■ Point localization data:
*** Begin section ***

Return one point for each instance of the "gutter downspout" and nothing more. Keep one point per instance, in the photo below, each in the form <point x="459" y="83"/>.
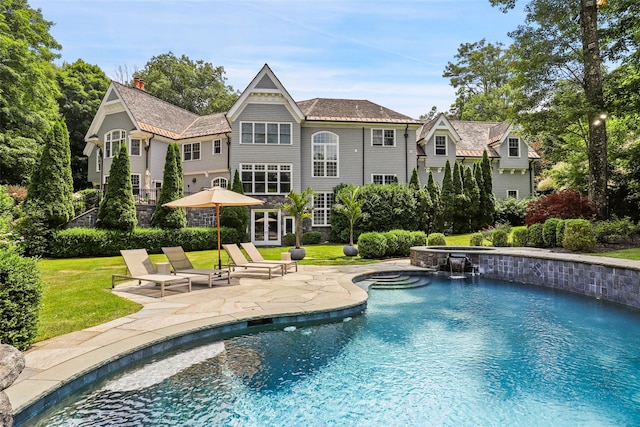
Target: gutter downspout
<point x="363" y="173"/>
<point x="406" y="153"/>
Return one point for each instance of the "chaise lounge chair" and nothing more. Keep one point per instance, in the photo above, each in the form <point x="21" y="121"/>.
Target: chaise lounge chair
<point x="256" y="256"/>
<point x="142" y="269"/>
<point x="240" y="261"/>
<point x="181" y="264"/>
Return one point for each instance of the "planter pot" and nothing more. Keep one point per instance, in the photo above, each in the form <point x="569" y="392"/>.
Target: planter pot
<point x="297" y="253"/>
<point x="349" y="250"/>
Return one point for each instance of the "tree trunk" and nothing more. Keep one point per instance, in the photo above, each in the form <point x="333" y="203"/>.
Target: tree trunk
<point x="597" y="149"/>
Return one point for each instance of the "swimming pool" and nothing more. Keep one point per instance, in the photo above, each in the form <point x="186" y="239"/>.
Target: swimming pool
<point x="462" y="352"/>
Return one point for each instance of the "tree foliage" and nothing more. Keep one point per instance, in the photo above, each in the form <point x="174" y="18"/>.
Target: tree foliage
<point x="197" y="86"/>
<point x="52" y="184"/>
<point x="480" y="76"/>
<point x="117" y="209"/>
<point x="82" y="86"/>
<point x="28" y="88"/>
<point x="172" y="189"/>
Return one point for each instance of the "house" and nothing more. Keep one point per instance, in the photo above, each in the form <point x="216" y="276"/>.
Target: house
<point x="511" y="157"/>
<point x="278" y="145"/>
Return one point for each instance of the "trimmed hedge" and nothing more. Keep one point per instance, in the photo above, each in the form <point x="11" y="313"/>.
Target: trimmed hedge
<point x="436" y="239"/>
<point x="372" y="245"/>
<point x="88" y="242"/>
<point x="579" y="235"/>
<point x="20" y="293"/>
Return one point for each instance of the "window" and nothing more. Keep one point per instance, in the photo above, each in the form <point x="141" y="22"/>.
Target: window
<point x="134" y="147"/>
<point x="135" y="183"/>
<point x="325" y="154"/>
<point x="383" y="178"/>
<point x="514" y="147"/>
<point x="112" y="142"/>
<point x="383" y="137"/>
<point x="191" y="151"/>
<point x="219" y="182"/>
<point x="322" y="204"/>
<point x="440" y="145"/>
<point x="264" y="178"/>
<point x="265" y="133"/>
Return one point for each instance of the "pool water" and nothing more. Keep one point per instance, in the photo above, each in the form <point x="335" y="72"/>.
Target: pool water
<point x="455" y="353"/>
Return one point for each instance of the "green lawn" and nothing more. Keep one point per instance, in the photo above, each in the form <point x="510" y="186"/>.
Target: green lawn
<point x="78" y="294"/>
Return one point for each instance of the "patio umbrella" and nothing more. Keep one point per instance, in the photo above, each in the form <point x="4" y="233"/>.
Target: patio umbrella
<point x="214" y="197"/>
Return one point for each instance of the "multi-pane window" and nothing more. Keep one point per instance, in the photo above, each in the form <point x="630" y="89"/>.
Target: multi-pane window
<point x="440" y="145"/>
<point x="322" y="204"/>
<point x="261" y="178"/>
<point x="265" y="133"/>
<point x="135" y="145"/>
<point x="383" y="178"/>
<point x="325" y="154"/>
<point x="135" y="183"/>
<point x="191" y="151"/>
<point x="112" y="141"/>
<point x="383" y="137"/>
<point x="219" y="182"/>
<point x="514" y="147"/>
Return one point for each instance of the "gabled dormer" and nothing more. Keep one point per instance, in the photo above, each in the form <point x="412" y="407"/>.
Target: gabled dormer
<point x="265" y="88"/>
<point x="438" y="140"/>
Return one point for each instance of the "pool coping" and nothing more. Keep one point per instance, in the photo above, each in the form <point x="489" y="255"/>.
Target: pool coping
<point x="37" y="389"/>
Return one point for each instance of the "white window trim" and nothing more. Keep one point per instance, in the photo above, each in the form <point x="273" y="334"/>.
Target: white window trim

*** End section ***

■ PROBLEM DESCRIPTION: Please write out every record above exactly, but leave the pictures out.

■ RESULT BELOW:
Return one point for each instance of the "gutter downspout" and nothing more. Keep one point per instance, in the photo below, each in the form <point x="459" y="83"/>.
Target: gutter downspout
<point x="363" y="173"/>
<point x="406" y="153"/>
Return one point for each instance of the "chaise lounge chair" and nothing more. Keep one point per instance, in the photo above, each in the form <point x="21" y="121"/>.
Target: chaise lounge chair
<point x="256" y="256"/>
<point x="142" y="269"/>
<point x="240" y="261"/>
<point x="181" y="264"/>
Return one point for each instance of the "planter pot" and nothing more. Keep one point per instance, in the photo above, each in the form <point x="569" y="392"/>.
Target: planter pot
<point x="297" y="253"/>
<point x="349" y="250"/>
Return one point for each instance of the "tree trunk" and nothing more. Keep one point per instance, in the photo above, each in the form <point x="333" y="203"/>.
Target: tree trunk
<point x="597" y="149"/>
Return one point for each instance of the "swimming pool" and nothing more. Keep one point per instance, in the photo above, each in the form <point x="186" y="239"/>.
Target: swimming pool
<point x="462" y="352"/>
Return one point for each instance of the "tree foliage" and nothing more. Keep one point per instance, in the photo above, each in the form <point x="174" y="18"/>.
Target: tree foliage
<point x="197" y="86"/>
<point x="52" y="184"/>
<point x="480" y="76"/>
<point x="117" y="209"/>
<point x="82" y="86"/>
<point x="28" y="88"/>
<point x="172" y="189"/>
Return one point for each instance of the "house" and nothing more. Keep one point per instance, in the photo above, each in the form <point x="216" y="276"/>.
Target: house
<point x="511" y="157"/>
<point x="278" y="145"/>
Return one point for each instance of the "trimmed hedge" and nothing more. Keep one point per instance, in the photo above, each in the form <point x="11" y="313"/>.
Target: trimmed hedge
<point x="436" y="239"/>
<point x="372" y="245"/>
<point x="88" y="242"/>
<point x="579" y="235"/>
<point x="20" y="293"/>
Return one point for each instance of the "window" and nothing more. Keep one point per instance, in the photo above, each in the form <point x="141" y="22"/>.
Target: window
<point x="134" y="147"/>
<point x="135" y="183"/>
<point x="325" y="154"/>
<point x="383" y="178"/>
<point x="514" y="147"/>
<point x="112" y="142"/>
<point x="383" y="137"/>
<point x="191" y="151"/>
<point x="219" y="182"/>
<point x="322" y="204"/>
<point x="440" y="145"/>
<point x="264" y="178"/>
<point x="265" y="133"/>
Return one point for each instance of the "pool water" and nothing more. Keep one point per instance, in the photo above, each in the form <point x="335" y="72"/>.
Target: pool water
<point x="455" y="353"/>
Return one point for each instance of the "green lawn" and nothing more. Keep one point per instance, in the photo above, each in the form <point x="510" y="186"/>.
Target: green lawn
<point x="78" y="294"/>
Return one point for each instance of the "patio umbrella" and nothing more. Keep one point per instance, in the photo above, each in the form <point x="4" y="233"/>.
Target: patio umbrella
<point x="214" y="197"/>
Return one point for each instance of the "multi-pane window" and nothing more. Keep one point per instance, in the photo above, each in the form <point x="630" y="89"/>.
Target: multi-pane window
<point x="440" y="145"/>
<point x="322" y="204"/>
<point x="261" y="178"/>
<point x="265" y="133"/>
<point x="135" y="145"/>
<point x="383" y="178"/>
<point x="325" y="154"/>
<point x="135" y="183"/>
<point x="191" y="151"/>
<point x="112" y="141"/>
<point x="383" y="137"/>
<point x="219" y="182"/>
<point x="514" y="147"/>
Return one point for each instance of the "gabled dormer" and nothing more. Keep one point per instance, in the photo above, each in the form <point x="412" y="407"/>.
Target: gabled dormer
<point x="265" y="88"/>
<point x="438" y="140"/>
Return one point for each instance of the "pool coping" and nothing more. Keep one point per instance, in the photo above, each in the form <point x="489" y="255"/>.
Target: pool coping
<point x="37" y="389"/>
Return one point for each instance of the "white window trim" and nothing more. Keep one point per instance, in the photo above, each in the form <point x="273" y="334"/>.
Target: white window trim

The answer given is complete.